━━━━━ Text ━━━━━

Carol Largent had a gut feeling something was wrong.
In 2011, a mammogram came back normal, but she took a pre-ordered ultrasound to ease her mind. That’s how Largent, 50, of Kennesaw, learned she had breast cancer.
As she quickly scheduled a double masectomy and reconstruction, she realized, with most of her family out-of-town, she would have to take care of herself at some point.
The former second grade teacher was used to helping others learn how to problem solve, so when she faced challenges post-surgery getting in and out of her clothing for treatments and appointments, ingenuity took over.
Largent took an oversized tank from Old Navy and re-fashioned the straps with velcro on either side so she could easily slip into the top. The armholes of the extra-large shirt allowed enough room for treatment tubes and at doctor’s appointments, she didn’t have to strip down and freeze while waiting for the doctor.
“Sometimes you don’t have exactly what you need to do what you want to, so it is okay to improvise,” said Largent who gained her DIY attitude from inventor parents.
Her improvisation would lead to a full on business when she recovered and realized that other women may need a similar product.
“I realized this was a whole section of women that were being forgotten about,” said Largent.
When she regained her strength, she found a designer who would listen to her idea. They created patterns from her prototypes and sent everything off to New York for size grading and a production run of 200.
Largent would take her prototypes, wrap them up in baskets and appear on the doorsteps of women going through breast cancer with care packages of her Tender Tanks.
But demand was higher than Largent’s producer could satisfy. The search for another manufacturer led her to Bogotá, Colombia.
“I wanted to stay in America,” she said, “but for a person like me who has a tiny company that is easier said than done. Doing that made the tank tops so expensive, you couldn’t get out to the every day woman.”

━━━━━ Supplied records ━━━━━

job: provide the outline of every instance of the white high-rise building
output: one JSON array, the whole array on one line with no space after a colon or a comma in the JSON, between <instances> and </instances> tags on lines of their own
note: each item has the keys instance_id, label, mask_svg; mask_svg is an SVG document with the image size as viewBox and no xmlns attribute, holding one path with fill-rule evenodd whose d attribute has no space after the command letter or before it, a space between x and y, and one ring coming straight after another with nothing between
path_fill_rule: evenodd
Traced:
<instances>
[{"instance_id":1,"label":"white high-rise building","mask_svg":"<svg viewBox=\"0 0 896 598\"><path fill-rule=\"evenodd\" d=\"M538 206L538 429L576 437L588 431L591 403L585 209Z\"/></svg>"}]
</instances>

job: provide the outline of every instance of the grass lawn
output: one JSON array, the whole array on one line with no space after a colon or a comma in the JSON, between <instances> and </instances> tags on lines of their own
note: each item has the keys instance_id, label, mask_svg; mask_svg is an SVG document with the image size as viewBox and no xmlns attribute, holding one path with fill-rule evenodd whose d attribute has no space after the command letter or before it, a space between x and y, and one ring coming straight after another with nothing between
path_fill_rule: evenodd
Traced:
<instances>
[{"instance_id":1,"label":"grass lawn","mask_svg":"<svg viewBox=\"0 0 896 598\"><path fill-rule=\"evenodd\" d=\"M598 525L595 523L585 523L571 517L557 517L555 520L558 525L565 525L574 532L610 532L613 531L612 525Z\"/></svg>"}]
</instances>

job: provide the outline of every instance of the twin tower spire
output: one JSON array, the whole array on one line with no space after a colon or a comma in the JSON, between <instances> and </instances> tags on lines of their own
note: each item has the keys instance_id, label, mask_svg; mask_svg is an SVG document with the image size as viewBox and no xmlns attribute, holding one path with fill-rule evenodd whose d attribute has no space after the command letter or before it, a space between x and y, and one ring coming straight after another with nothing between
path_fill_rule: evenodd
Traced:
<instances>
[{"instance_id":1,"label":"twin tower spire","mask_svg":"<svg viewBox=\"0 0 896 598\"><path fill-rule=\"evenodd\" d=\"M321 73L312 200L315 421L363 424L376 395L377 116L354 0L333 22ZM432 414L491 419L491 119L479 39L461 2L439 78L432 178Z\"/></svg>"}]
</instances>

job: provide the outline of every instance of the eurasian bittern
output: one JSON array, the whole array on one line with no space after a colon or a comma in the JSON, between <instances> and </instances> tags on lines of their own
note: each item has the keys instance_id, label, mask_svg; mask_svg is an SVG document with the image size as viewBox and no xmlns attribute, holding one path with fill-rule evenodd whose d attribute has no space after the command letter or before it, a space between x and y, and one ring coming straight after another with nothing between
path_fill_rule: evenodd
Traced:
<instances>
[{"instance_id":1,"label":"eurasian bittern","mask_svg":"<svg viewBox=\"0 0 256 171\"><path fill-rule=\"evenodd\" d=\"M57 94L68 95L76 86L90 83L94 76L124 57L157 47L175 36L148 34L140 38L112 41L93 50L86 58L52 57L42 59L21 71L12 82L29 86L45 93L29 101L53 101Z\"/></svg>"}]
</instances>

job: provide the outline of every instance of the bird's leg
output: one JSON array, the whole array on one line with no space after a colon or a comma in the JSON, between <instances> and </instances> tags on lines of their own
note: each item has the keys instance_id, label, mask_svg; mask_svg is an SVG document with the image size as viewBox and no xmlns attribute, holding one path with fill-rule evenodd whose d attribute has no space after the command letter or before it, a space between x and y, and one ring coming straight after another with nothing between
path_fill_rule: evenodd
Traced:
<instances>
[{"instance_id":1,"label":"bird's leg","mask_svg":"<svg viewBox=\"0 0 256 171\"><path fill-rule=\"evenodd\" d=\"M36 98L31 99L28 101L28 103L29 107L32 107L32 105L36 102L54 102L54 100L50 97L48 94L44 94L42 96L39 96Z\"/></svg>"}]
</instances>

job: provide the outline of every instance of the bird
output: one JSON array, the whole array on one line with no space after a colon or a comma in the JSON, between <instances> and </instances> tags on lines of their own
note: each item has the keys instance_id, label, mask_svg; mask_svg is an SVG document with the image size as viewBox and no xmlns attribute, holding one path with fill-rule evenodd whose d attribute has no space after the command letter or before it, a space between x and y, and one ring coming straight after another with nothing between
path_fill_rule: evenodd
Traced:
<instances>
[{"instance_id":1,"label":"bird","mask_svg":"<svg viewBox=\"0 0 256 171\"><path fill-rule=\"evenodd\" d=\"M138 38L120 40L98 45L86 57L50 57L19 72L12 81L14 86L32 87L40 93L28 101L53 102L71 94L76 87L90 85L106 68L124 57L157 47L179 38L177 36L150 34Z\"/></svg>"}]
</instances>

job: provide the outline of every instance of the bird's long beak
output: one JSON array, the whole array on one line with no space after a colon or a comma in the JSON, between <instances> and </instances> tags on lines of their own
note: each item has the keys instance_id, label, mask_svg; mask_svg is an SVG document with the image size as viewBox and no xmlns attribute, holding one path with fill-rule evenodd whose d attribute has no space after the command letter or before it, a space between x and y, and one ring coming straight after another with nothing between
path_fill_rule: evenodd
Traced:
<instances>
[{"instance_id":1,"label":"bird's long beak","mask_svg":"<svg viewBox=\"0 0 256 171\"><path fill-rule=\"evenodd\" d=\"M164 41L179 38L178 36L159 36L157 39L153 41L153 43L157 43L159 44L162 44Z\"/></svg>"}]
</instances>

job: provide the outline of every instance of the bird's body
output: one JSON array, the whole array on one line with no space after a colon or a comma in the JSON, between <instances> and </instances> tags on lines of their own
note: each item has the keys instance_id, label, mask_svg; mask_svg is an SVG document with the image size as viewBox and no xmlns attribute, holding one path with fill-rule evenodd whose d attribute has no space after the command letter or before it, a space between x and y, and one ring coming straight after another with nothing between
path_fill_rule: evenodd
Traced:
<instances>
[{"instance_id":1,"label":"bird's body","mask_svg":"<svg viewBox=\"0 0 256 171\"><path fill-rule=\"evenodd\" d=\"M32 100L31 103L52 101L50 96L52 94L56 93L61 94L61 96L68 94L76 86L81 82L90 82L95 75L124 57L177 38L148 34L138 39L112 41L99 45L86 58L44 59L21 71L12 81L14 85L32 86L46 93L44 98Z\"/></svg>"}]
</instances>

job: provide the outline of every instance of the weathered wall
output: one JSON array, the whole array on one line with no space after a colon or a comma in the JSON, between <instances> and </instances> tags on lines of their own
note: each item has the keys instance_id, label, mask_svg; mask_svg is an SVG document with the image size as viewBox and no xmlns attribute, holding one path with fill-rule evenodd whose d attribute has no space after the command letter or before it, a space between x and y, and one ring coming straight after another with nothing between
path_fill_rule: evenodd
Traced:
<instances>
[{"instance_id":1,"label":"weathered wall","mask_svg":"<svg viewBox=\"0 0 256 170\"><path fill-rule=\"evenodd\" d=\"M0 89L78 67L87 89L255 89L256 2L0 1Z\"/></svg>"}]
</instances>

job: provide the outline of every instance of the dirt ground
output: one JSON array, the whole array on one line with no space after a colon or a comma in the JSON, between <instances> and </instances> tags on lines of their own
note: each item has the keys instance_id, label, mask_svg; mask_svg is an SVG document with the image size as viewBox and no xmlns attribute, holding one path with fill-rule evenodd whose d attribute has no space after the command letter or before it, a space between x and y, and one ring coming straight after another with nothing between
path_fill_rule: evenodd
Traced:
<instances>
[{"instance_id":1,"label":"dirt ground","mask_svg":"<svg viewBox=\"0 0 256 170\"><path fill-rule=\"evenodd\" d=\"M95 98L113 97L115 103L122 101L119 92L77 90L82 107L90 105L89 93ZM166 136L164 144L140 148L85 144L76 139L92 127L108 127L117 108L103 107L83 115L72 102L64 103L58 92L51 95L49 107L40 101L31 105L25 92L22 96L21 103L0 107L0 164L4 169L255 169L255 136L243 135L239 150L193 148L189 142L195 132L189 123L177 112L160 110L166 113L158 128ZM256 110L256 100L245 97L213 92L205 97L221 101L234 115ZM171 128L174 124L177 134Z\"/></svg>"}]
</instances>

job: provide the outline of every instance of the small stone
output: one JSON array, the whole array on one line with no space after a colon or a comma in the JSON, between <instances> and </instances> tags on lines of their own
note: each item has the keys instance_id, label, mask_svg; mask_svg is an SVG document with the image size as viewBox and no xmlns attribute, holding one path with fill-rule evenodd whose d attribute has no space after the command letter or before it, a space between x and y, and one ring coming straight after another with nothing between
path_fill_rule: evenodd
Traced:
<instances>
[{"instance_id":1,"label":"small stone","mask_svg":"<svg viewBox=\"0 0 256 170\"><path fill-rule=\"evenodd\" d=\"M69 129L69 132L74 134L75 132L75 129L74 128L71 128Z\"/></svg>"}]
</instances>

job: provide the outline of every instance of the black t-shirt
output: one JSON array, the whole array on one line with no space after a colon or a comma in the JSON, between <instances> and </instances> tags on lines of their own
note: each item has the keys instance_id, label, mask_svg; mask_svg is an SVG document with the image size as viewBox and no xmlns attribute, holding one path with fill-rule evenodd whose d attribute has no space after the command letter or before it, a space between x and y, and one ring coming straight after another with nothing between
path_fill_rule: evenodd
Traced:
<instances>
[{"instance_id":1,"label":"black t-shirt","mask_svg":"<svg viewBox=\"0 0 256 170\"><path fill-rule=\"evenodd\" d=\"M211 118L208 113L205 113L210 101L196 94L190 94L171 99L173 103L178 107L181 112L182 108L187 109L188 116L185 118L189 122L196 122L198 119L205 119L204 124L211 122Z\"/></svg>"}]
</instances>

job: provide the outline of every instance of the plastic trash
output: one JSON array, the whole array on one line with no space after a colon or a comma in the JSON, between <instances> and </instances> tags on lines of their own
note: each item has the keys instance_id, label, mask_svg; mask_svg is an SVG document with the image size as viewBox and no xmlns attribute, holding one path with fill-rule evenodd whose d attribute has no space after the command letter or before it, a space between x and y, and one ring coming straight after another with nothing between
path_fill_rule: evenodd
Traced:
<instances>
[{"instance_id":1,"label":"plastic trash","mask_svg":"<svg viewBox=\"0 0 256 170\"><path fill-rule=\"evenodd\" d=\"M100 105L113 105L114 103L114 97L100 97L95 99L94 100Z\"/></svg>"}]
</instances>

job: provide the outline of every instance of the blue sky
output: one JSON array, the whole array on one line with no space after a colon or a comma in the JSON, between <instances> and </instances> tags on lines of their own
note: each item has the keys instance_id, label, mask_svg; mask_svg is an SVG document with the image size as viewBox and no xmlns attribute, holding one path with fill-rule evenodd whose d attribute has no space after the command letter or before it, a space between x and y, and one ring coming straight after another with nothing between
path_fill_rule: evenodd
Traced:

━━━━━

**Work to complete:**
1. In the Tender Tanks article, where did Largent's search for another manufacturer lead her?
2. Do these statements agree with the Tender Tanks article? (a) Largent's 2011 mammogram showed she had breast cancer. (b) The first production run was 200. (c) Largent made her first tank from a shirt bought at Old Navy.
Work only from the Tender Tanks article, not from the items.

**Solutions per task:**
1. Bogotá, Colombia.

2.
(a) No: "a mammogram came back normal"
(b) Yes: "a production run of 200"
(c) Yes: "Largent took an oversized tank from Old Navy"